» EXERCISE MATERIAL:
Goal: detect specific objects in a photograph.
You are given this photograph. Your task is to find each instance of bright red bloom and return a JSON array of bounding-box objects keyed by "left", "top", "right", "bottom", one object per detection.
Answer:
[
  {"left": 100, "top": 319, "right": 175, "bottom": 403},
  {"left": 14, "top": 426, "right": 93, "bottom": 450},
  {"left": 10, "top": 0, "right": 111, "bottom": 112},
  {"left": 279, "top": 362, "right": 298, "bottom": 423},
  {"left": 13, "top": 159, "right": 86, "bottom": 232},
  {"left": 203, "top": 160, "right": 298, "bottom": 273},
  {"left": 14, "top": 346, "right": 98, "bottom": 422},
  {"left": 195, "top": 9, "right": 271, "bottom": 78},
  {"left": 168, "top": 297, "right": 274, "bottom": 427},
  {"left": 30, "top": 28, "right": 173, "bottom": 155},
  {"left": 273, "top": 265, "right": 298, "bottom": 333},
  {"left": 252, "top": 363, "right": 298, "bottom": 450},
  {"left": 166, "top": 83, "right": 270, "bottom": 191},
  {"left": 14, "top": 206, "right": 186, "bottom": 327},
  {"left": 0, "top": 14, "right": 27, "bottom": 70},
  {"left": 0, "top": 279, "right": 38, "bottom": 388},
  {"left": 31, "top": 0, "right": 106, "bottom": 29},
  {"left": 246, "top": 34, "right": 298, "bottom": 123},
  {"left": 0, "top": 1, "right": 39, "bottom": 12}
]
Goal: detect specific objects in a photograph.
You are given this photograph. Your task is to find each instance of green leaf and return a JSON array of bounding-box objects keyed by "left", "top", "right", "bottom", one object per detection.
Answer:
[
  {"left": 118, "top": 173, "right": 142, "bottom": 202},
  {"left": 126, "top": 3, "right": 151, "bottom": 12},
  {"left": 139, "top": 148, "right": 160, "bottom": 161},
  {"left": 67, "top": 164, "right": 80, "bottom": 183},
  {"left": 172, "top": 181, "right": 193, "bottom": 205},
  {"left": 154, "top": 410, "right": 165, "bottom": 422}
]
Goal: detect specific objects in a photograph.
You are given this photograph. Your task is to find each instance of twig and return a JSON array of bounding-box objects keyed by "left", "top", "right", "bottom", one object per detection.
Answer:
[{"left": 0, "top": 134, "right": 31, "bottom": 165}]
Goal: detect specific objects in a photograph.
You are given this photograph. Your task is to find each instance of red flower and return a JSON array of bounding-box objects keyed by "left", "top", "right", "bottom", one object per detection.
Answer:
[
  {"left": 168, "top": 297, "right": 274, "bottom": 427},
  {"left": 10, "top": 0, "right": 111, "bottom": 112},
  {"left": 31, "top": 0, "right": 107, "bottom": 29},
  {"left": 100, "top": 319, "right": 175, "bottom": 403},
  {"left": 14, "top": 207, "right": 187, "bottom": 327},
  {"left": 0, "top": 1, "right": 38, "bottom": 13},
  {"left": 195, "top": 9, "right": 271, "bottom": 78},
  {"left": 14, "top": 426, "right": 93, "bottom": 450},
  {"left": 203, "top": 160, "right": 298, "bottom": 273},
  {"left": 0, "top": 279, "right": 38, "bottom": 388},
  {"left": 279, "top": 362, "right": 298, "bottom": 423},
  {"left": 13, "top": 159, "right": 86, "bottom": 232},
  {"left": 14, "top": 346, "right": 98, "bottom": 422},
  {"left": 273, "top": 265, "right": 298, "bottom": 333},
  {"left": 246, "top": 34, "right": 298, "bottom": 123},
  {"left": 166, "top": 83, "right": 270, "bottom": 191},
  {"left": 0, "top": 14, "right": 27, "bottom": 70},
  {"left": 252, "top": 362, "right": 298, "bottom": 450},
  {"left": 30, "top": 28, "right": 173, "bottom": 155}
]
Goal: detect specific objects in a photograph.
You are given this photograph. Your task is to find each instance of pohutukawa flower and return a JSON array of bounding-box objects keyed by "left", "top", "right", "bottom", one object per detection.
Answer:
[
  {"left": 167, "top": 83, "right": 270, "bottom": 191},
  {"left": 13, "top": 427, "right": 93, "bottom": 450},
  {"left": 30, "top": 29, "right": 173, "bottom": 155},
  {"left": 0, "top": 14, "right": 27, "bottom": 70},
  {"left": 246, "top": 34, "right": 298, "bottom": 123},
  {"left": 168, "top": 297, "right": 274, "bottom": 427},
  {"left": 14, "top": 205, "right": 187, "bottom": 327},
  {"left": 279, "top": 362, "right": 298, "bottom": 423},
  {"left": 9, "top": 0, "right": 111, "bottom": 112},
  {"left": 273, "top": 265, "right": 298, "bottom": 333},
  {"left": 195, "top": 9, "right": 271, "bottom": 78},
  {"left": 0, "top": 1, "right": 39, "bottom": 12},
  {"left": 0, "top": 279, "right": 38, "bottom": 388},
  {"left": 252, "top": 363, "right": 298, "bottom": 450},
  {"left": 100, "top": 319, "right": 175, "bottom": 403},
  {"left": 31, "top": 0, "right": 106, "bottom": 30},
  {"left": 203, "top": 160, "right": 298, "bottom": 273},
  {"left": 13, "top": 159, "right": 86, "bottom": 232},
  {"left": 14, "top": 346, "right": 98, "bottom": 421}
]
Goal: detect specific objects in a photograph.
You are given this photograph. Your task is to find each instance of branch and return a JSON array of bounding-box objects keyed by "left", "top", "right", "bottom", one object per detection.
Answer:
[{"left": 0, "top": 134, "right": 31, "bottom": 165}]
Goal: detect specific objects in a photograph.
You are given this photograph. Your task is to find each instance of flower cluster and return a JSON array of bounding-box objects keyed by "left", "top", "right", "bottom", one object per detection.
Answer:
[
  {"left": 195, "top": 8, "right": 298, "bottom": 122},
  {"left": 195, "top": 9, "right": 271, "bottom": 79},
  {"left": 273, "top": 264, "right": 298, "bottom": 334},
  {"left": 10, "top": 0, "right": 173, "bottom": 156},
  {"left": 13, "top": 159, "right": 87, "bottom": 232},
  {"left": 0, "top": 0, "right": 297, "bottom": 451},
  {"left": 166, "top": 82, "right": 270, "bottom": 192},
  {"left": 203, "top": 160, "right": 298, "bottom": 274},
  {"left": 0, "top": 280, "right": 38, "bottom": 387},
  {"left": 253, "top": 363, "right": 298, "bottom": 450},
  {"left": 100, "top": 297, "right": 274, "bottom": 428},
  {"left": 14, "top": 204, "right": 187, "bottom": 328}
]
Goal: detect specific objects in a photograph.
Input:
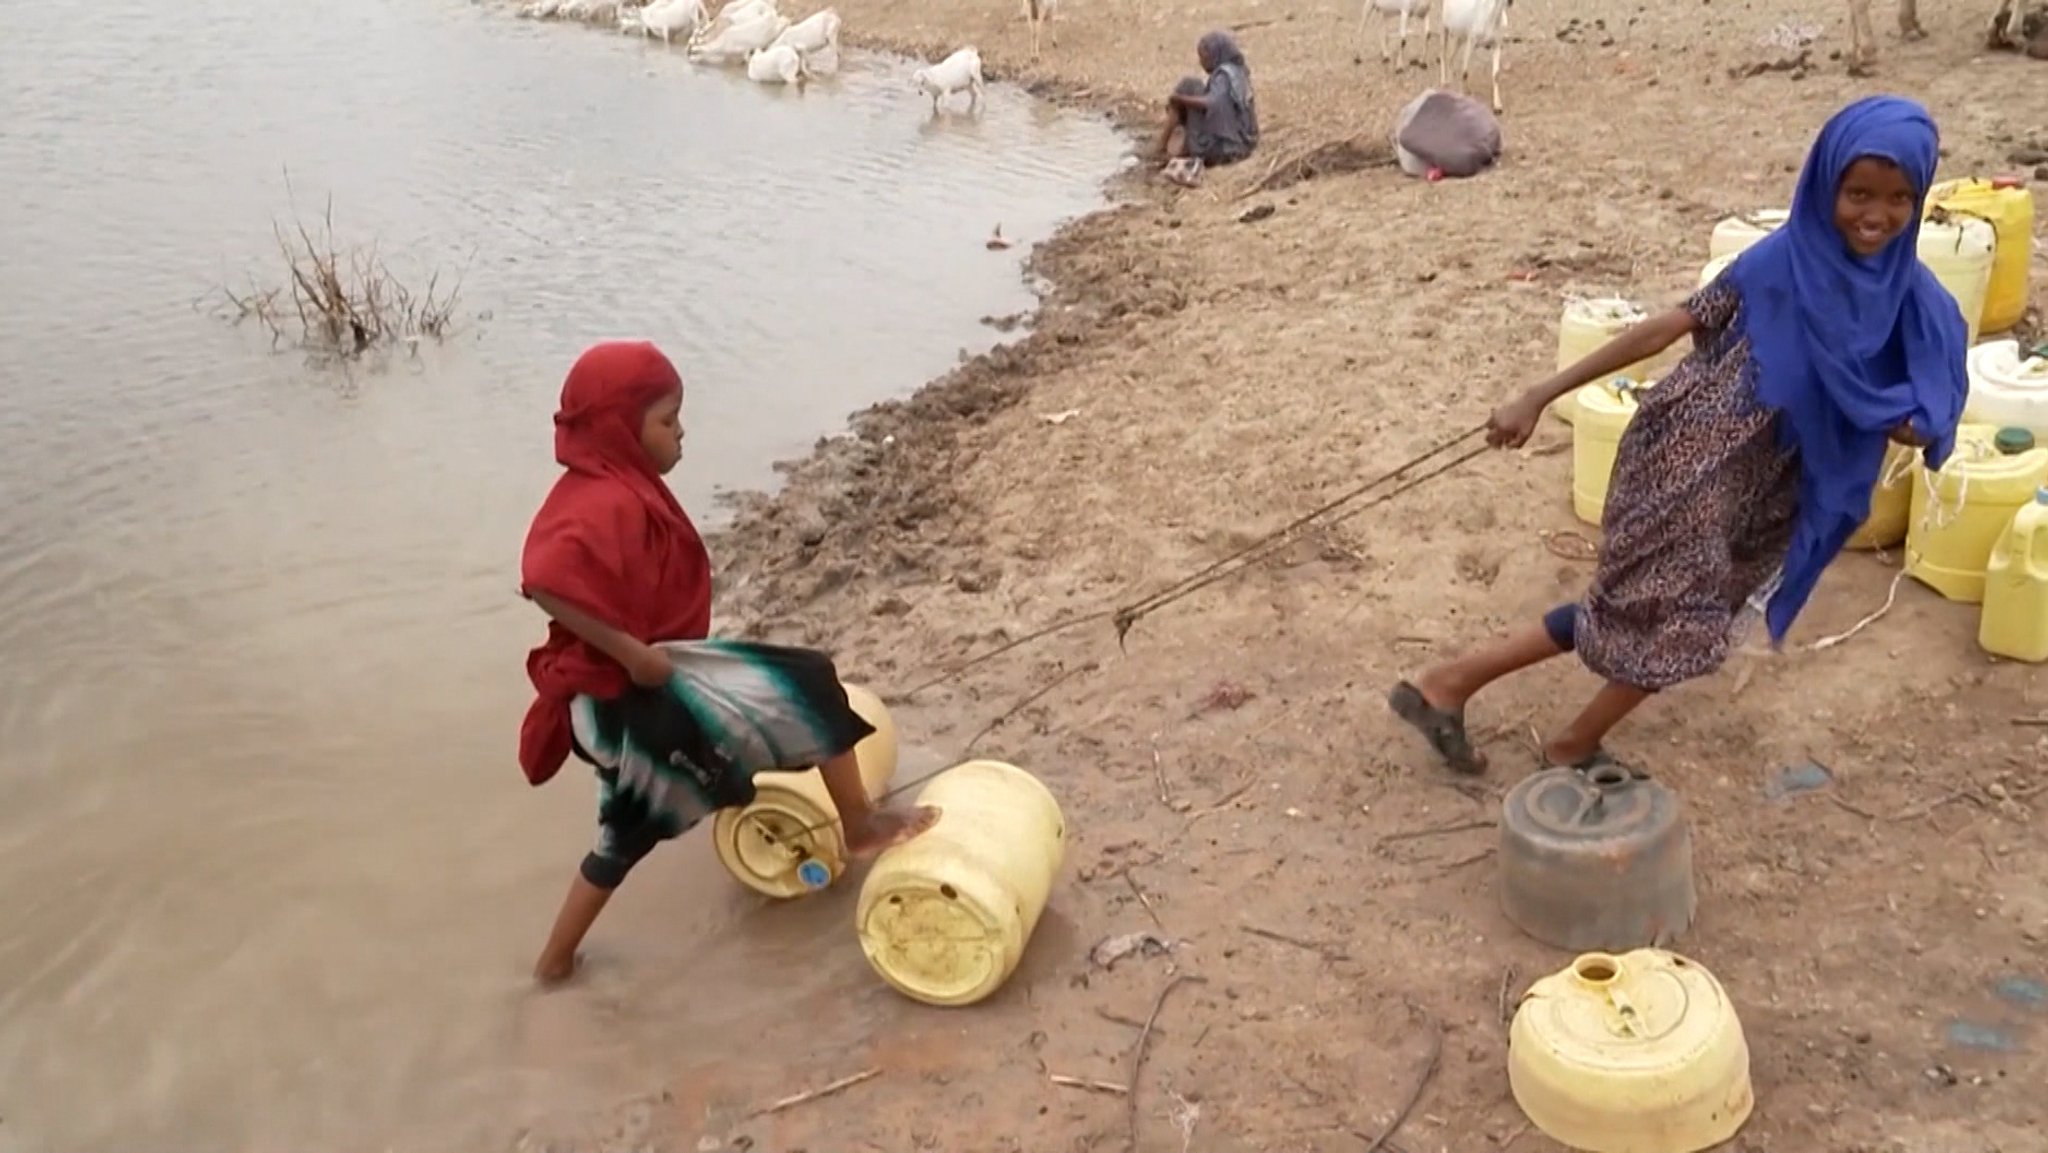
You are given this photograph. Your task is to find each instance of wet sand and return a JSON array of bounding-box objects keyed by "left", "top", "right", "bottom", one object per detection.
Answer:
[{"left": 520, "top": 2, "right": 2048, "bottom": 1151}]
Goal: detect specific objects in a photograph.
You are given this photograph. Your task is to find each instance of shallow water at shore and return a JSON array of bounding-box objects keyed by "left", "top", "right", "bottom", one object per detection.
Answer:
[{"left": 0, "top": 0, "right": 1124, "bottom": 1146}]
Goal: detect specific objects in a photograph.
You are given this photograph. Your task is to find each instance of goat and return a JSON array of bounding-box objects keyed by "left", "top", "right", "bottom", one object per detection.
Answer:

» TASK TO COMPLETE: Your answer should be the lines of the records that hold the string "flower".

» SOLUTION:
You are given this photograph. Your task is to find each instance of red flower and return a JSON array of bounding-box objects keyed by "left", "top", "right", "bottom", one object per detection.
You are given this photograph. Your task is to find each instance of pohutukawa flower and return a JSON array of bounding-box objects keyed by "left", "top", "right", "bottom", one object per detection.
You are given this photograph. Your task is to find each instance of flower cluster and return a JSON array of bounding-box objects keyed by "left", "top", "right", "bottom", one object per detection.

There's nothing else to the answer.